:: Extracted records ::
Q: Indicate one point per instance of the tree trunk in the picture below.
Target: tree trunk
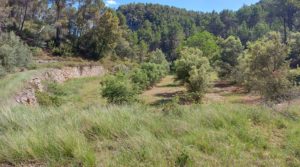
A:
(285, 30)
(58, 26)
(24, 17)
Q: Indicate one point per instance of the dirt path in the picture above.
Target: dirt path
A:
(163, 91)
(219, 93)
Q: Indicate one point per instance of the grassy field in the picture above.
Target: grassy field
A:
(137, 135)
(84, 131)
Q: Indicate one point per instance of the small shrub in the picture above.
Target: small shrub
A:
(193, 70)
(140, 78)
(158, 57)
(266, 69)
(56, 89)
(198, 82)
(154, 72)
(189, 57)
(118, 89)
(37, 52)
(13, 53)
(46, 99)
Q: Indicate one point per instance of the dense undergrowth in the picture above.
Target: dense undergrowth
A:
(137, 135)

---

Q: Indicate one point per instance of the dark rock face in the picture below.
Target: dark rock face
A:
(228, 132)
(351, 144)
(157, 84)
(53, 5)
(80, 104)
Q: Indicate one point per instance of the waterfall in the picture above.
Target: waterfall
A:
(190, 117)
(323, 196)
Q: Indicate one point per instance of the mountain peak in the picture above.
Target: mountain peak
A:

:: Work request ::
Would you please copy every line in the data that contains the word "undergrowth"?

:: Result ::
Q: Indicate one point per instance of the dense undergrowth in the picture above.
Target: dense undergrowth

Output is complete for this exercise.